=== WHAT IS EXPECTED ===
Pull out each line of the entries below that contains the word "post" and copy those lines in full.

=== MATERIAL SHOWN ===
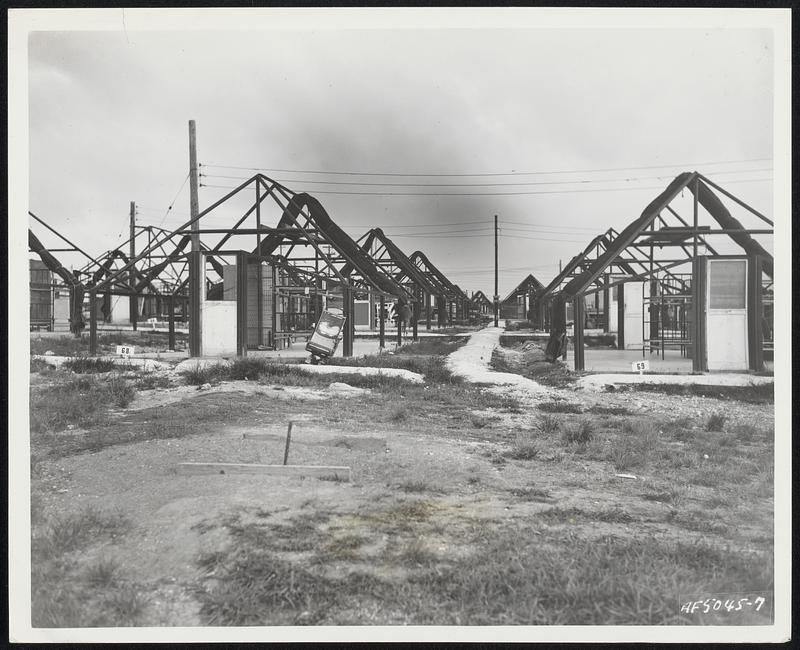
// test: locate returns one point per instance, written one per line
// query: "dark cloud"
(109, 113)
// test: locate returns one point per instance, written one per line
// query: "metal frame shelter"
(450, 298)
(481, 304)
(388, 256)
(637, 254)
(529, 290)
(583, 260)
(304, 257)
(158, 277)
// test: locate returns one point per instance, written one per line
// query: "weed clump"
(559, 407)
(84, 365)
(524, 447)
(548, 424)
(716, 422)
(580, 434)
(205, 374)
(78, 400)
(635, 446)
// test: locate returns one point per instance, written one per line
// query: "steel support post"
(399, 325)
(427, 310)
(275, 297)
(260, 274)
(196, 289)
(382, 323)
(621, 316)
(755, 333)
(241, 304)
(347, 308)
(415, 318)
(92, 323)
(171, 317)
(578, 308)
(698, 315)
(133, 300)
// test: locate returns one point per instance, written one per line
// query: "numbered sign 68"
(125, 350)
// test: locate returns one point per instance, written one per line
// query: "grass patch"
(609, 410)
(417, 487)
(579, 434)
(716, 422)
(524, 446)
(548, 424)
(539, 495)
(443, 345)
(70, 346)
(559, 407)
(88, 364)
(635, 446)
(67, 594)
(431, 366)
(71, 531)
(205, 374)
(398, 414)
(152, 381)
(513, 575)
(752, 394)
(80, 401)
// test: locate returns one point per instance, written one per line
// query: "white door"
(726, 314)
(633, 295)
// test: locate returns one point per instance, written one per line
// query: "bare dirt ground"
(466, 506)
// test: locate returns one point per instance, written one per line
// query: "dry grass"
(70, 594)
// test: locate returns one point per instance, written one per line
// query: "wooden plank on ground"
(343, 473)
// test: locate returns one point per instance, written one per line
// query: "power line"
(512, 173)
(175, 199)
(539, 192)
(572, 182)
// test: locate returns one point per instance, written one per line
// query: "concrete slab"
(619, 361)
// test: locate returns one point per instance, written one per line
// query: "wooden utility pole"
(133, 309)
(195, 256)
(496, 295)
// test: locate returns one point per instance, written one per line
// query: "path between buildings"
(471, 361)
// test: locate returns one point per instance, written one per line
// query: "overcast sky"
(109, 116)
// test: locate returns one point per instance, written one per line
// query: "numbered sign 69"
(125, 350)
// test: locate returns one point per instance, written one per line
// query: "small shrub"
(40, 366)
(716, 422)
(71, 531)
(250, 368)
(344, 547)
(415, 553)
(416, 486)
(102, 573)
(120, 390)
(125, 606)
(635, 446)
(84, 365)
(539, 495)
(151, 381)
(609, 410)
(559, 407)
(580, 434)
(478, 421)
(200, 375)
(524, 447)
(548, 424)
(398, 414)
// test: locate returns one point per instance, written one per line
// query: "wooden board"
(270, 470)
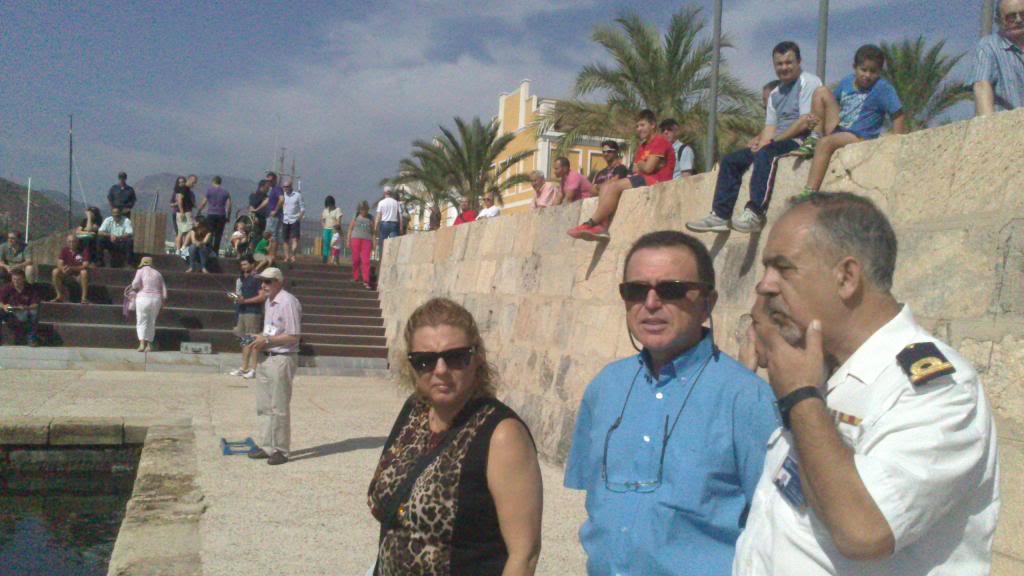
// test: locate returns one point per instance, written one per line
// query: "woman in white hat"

...

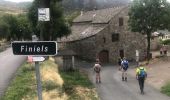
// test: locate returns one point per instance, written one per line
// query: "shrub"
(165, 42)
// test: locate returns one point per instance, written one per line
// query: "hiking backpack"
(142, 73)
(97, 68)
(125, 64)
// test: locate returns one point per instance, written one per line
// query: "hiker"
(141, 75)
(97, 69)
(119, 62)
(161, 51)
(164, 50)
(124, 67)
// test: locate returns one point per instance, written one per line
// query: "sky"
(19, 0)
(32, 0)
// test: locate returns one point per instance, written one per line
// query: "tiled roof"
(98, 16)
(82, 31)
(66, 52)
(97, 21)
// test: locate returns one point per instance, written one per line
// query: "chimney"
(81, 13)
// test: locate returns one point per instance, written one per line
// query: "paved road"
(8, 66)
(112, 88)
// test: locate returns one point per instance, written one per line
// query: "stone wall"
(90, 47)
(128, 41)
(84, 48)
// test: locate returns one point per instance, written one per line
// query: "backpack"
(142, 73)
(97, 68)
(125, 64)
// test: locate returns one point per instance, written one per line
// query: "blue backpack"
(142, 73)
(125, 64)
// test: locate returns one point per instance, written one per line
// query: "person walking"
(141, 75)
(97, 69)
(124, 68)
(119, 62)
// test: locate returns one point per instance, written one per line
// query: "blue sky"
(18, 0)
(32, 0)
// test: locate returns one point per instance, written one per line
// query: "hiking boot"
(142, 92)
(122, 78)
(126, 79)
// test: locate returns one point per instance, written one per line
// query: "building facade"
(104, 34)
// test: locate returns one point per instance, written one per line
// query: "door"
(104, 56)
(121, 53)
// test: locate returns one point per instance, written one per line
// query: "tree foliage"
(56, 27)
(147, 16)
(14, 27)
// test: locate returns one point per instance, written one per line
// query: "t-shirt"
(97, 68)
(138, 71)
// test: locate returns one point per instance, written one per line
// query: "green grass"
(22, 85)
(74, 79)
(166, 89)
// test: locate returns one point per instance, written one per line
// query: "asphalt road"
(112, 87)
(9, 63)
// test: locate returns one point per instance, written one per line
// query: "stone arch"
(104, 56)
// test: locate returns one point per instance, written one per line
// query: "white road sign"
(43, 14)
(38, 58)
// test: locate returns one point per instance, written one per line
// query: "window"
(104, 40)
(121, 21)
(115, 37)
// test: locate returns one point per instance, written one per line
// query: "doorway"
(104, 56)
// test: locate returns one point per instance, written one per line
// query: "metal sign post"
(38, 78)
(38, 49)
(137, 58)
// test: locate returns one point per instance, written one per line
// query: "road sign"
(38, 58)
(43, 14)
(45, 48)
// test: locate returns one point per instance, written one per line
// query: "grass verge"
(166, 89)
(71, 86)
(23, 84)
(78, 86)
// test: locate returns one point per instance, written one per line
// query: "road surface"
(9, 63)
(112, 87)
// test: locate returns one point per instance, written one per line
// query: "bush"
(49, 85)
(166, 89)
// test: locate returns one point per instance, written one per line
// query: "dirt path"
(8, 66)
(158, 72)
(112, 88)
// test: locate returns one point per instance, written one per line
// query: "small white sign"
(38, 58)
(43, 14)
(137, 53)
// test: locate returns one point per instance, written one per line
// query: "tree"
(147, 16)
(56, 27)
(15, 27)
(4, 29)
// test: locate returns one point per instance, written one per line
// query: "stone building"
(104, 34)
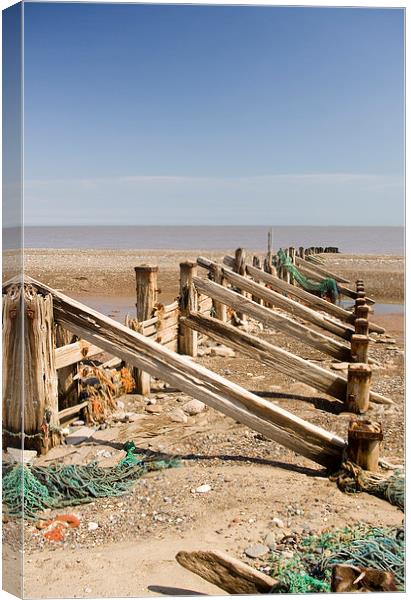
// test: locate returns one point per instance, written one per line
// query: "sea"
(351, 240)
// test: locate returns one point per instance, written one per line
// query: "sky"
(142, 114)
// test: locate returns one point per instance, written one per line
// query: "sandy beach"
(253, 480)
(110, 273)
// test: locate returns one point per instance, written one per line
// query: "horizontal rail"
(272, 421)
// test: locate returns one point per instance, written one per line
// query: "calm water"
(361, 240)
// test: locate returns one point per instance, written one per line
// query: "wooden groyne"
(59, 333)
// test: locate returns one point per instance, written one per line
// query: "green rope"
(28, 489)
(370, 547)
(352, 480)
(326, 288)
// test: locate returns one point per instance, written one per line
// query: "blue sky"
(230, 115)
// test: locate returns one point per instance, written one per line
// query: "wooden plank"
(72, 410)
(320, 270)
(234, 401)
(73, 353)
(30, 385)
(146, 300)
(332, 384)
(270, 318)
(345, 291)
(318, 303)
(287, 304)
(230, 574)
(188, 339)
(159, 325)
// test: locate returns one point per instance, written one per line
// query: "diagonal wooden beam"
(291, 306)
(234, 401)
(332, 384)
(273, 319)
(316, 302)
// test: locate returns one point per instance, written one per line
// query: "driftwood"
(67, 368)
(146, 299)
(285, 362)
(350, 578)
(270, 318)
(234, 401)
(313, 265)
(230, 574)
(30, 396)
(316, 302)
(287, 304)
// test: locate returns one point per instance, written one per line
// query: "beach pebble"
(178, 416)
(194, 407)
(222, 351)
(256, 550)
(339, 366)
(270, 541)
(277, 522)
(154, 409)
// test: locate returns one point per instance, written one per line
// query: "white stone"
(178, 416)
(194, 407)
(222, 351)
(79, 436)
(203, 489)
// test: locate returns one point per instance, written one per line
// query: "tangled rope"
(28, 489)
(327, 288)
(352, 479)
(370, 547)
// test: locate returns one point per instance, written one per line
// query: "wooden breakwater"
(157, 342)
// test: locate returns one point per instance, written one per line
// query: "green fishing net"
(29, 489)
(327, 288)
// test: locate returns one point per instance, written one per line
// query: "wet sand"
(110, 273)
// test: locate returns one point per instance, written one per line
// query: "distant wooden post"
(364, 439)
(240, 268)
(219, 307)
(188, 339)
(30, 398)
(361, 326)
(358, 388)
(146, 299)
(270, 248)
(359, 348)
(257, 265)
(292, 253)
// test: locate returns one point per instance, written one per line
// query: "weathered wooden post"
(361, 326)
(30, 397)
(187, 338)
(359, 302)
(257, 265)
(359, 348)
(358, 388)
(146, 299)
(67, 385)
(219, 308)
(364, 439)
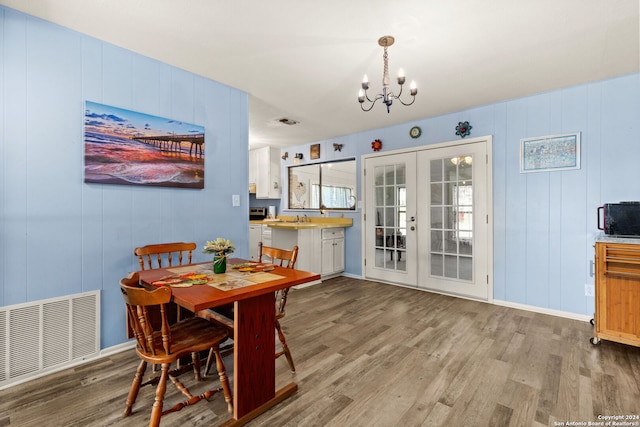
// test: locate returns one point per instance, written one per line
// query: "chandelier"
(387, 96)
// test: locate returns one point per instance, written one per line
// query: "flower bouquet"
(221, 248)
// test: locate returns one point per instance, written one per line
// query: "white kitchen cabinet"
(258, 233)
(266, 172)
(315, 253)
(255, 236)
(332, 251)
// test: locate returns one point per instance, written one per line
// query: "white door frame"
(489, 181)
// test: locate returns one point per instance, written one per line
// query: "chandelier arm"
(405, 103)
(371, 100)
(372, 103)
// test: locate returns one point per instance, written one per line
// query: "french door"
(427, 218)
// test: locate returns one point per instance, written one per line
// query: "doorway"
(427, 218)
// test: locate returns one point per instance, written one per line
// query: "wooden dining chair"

=== SOLUTION TO THIS PROBLEM ===
// query: "steel support post"
// query: "metal sign post"
// query: "distant wooden post"
// query: "weathered wooden post"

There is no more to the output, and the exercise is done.